(Pointing dataset records)
■ ■ ■ ■
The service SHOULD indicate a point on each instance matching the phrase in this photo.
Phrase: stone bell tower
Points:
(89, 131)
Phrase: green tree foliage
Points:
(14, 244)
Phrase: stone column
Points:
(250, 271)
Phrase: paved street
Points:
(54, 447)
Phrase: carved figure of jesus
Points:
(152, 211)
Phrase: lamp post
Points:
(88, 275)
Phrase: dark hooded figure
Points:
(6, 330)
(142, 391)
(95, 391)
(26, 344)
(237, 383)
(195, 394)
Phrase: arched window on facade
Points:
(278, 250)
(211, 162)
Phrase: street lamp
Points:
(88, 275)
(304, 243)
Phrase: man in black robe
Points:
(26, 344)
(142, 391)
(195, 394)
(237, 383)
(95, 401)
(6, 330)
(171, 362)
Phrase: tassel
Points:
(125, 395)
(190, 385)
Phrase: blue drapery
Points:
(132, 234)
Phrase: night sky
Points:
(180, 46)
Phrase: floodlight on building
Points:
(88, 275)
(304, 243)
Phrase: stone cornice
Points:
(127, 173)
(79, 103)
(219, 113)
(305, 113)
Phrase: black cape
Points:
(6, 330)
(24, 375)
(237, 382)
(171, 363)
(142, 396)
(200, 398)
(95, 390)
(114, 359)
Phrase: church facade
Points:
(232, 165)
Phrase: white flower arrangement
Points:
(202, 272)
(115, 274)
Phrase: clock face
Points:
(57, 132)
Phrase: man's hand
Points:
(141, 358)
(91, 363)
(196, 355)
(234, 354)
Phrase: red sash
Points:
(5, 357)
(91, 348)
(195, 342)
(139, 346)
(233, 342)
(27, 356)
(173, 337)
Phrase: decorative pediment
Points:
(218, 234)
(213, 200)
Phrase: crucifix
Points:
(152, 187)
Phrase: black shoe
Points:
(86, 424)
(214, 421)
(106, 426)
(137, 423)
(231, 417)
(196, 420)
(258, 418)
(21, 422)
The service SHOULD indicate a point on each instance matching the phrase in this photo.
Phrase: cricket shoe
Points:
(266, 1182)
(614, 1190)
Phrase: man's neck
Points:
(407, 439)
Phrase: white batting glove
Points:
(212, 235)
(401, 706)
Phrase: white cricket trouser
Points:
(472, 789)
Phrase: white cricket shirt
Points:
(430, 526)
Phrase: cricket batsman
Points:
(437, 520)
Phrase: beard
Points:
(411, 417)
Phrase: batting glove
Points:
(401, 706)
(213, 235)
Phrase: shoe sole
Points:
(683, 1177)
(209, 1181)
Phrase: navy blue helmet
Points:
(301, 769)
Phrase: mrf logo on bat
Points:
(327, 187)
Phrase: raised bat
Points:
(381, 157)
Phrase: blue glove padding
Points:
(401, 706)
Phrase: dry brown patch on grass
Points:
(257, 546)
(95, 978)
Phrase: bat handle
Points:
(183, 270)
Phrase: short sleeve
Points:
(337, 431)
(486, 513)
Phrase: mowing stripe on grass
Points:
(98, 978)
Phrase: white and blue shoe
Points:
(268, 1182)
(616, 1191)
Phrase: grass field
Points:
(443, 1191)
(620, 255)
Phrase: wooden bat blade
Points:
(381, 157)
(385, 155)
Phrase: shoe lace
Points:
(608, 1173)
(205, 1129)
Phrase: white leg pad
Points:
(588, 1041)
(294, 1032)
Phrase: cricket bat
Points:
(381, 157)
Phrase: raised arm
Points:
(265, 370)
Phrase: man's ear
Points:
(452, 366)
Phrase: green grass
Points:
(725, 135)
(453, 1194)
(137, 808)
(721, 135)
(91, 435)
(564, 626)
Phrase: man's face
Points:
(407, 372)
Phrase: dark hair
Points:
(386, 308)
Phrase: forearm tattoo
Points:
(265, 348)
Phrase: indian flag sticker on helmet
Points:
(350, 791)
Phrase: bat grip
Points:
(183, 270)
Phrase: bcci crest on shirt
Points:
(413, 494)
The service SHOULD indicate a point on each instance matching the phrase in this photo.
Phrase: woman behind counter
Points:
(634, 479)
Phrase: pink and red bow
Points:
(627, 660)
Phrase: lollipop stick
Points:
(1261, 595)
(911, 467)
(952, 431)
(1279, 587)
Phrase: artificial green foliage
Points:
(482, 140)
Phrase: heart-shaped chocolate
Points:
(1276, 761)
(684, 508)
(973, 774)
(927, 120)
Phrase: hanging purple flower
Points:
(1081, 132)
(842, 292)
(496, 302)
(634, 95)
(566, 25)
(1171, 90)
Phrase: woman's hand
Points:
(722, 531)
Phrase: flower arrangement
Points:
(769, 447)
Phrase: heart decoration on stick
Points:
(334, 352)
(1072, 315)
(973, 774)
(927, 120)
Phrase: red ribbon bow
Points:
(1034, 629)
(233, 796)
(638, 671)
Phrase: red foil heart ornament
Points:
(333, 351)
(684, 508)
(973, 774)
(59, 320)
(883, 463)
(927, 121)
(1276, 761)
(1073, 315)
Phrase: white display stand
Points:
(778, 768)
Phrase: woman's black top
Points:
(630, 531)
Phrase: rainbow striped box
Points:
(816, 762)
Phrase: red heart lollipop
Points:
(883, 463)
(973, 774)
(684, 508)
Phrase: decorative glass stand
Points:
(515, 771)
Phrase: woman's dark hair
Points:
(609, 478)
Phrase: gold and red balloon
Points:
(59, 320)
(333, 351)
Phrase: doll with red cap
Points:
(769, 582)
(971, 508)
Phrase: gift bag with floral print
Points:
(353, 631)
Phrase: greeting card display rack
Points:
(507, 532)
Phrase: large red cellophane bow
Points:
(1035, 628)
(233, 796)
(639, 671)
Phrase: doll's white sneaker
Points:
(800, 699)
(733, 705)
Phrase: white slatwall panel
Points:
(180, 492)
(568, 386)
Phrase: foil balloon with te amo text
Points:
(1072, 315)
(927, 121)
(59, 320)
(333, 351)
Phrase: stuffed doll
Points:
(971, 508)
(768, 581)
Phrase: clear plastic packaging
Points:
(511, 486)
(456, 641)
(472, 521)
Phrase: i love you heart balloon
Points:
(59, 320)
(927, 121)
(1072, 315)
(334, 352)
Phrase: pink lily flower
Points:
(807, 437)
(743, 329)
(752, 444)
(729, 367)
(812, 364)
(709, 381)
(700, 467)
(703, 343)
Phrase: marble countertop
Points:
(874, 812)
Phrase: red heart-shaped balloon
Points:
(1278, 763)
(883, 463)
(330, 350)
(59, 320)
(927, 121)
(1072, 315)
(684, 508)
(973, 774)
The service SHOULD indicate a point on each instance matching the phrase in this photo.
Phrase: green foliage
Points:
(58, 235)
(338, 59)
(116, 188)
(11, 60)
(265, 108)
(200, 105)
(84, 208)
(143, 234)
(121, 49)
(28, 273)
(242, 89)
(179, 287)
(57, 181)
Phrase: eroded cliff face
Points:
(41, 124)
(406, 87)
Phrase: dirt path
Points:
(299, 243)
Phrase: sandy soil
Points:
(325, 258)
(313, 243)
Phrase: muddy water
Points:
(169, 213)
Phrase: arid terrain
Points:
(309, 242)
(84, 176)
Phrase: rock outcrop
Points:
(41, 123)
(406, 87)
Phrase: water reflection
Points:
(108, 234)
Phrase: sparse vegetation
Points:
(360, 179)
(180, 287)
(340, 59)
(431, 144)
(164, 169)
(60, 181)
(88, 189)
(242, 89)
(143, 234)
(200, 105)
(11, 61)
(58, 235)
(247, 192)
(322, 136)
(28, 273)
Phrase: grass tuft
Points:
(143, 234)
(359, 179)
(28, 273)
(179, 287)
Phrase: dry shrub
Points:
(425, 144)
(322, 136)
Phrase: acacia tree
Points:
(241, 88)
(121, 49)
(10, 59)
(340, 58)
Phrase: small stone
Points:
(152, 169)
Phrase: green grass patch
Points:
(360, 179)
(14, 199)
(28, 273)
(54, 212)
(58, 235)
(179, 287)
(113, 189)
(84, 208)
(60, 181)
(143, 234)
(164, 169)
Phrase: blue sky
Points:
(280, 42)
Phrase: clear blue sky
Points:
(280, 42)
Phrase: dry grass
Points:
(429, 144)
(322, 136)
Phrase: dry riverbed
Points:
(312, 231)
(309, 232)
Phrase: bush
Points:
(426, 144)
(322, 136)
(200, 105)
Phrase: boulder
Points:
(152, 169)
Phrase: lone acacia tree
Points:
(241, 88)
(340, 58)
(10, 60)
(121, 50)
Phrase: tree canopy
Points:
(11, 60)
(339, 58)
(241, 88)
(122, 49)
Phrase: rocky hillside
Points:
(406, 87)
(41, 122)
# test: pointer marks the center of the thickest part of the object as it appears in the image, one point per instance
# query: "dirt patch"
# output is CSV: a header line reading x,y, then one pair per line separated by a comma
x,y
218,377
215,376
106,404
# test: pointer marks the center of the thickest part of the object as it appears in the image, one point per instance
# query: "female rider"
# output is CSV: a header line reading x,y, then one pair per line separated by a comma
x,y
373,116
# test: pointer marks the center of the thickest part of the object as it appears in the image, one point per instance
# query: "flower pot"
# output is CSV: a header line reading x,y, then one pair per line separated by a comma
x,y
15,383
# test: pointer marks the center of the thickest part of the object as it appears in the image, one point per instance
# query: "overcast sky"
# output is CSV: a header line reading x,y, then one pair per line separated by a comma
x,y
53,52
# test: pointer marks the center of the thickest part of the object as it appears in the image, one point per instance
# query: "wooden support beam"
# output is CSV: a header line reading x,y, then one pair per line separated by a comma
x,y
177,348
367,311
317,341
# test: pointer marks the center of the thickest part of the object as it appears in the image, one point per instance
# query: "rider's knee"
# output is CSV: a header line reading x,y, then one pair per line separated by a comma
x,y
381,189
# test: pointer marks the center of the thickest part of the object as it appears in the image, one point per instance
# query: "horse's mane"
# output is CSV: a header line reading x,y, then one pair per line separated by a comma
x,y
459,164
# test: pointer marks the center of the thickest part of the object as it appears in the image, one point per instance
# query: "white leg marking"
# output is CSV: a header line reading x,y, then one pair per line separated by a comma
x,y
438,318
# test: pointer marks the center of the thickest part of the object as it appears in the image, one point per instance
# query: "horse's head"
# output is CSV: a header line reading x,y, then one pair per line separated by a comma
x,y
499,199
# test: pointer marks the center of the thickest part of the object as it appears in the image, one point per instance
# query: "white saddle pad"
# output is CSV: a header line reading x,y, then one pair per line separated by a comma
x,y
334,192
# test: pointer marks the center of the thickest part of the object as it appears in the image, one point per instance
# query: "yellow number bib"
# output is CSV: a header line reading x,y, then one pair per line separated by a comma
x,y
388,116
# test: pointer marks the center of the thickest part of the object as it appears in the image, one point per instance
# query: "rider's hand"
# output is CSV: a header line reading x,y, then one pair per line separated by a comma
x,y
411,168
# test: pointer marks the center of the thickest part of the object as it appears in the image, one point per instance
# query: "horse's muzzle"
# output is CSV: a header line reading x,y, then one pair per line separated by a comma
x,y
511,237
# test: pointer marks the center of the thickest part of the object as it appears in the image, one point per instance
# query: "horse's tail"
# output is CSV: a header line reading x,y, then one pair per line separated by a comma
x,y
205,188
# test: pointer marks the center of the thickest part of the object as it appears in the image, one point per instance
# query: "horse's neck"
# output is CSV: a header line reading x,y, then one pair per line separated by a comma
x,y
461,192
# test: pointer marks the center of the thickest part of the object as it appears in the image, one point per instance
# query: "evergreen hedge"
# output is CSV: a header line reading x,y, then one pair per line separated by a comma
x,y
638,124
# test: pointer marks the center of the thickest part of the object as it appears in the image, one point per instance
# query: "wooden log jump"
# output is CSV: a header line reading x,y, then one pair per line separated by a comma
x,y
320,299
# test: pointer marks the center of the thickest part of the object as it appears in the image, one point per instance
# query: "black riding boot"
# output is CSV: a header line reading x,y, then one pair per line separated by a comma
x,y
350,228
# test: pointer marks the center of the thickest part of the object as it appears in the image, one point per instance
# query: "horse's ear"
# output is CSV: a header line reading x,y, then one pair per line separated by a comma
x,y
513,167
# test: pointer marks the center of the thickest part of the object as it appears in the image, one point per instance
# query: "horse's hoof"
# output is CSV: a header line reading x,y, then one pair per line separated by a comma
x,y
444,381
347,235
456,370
■ ■ ■ ■
→ EXERCISE BRIEF
Pick out each line in the rows above that contains the string "acacia", and copy those lines. Letter case must match.

→ RESULT
Phrase: acacia tree
Phrase: lone acacia tree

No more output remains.